- _Items_:
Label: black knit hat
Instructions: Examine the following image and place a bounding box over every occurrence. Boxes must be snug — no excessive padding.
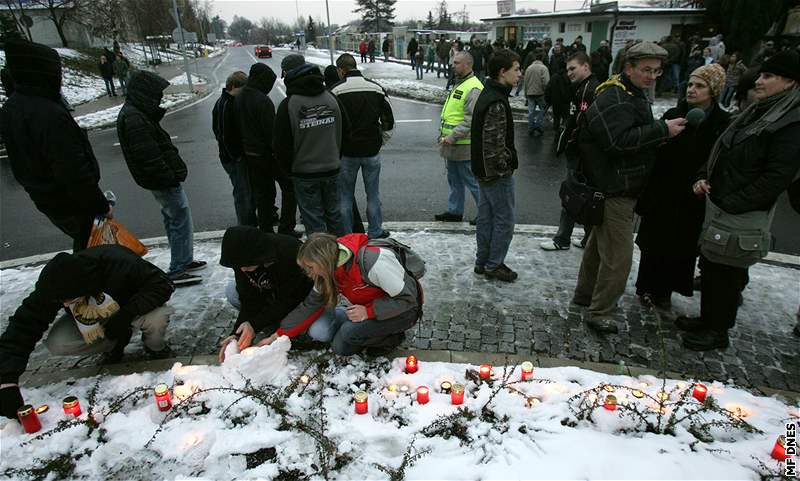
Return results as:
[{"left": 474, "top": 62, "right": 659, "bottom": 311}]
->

- _Directions for this task_: Reproduce the data above with "snug" switched to "tight" and nothing else altered. Omit the pictures from your answer.

- _Output for this task_:
Label: black knit hat
Instructions: Examine the following image and place a bounding box over every occurrence. Boxes must be tight — no excessive padding.
Return results as:
[{"left": 474, "top": 62, "right": 659, "bottom": 311}]
->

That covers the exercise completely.